Provided entries:

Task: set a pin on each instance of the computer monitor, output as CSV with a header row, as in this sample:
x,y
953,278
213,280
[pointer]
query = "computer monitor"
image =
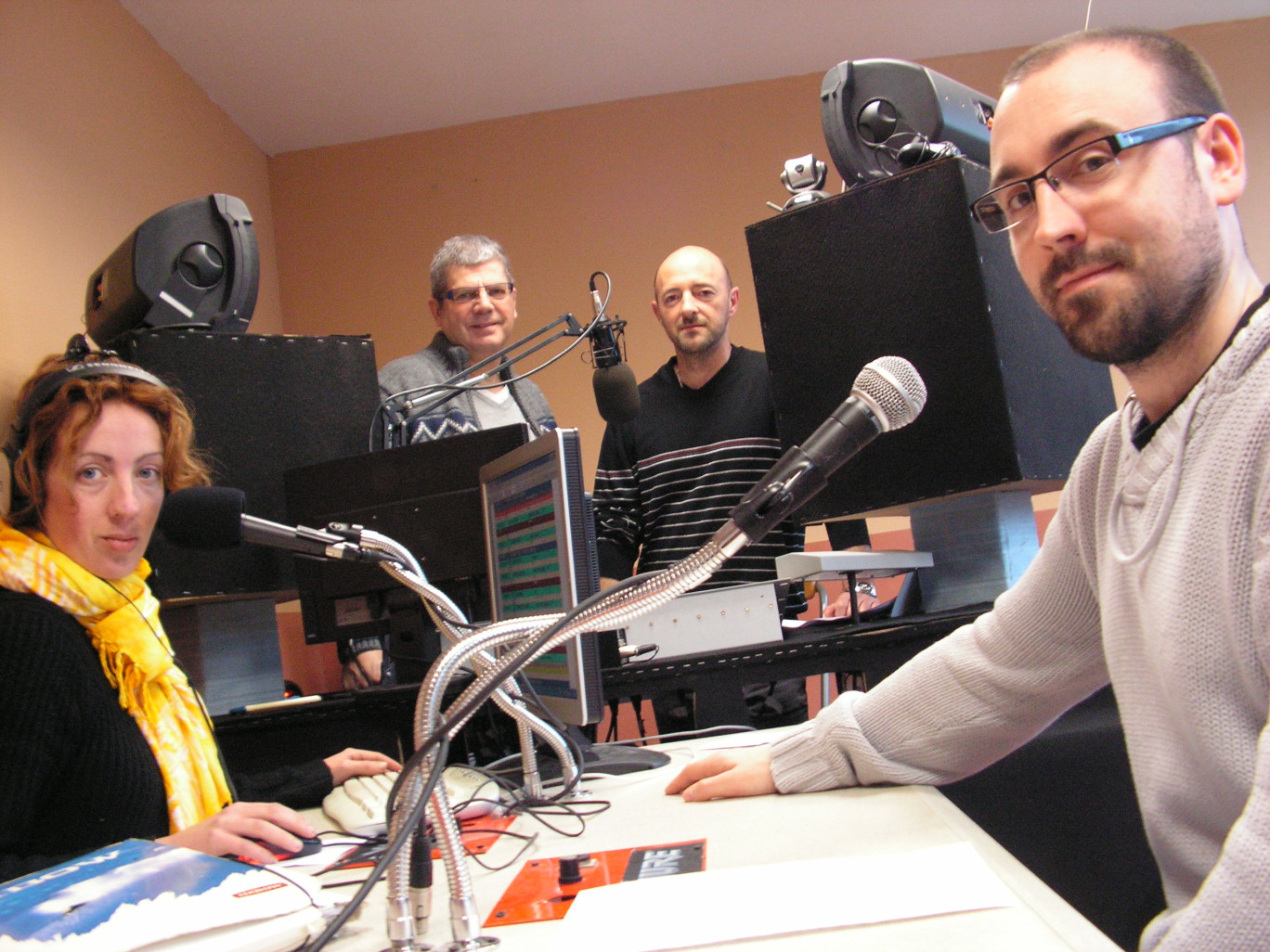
--
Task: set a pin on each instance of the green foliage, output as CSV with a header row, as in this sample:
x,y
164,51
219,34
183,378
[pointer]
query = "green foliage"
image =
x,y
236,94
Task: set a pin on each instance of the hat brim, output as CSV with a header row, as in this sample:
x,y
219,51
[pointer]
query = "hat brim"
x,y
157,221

Activity:
In the records above, find each line holding "sample" and copy it.

Result of the task:
Task: set a pin on each instance of the computer monitor, output as CSV with a header row, as in this sample:
Task: set a pin on each instance of the green foliage, output as CSV with a header row, as in this sample:
Task: set a pin on each instance of the hat brim, output as CSV with a header row, as in this sample:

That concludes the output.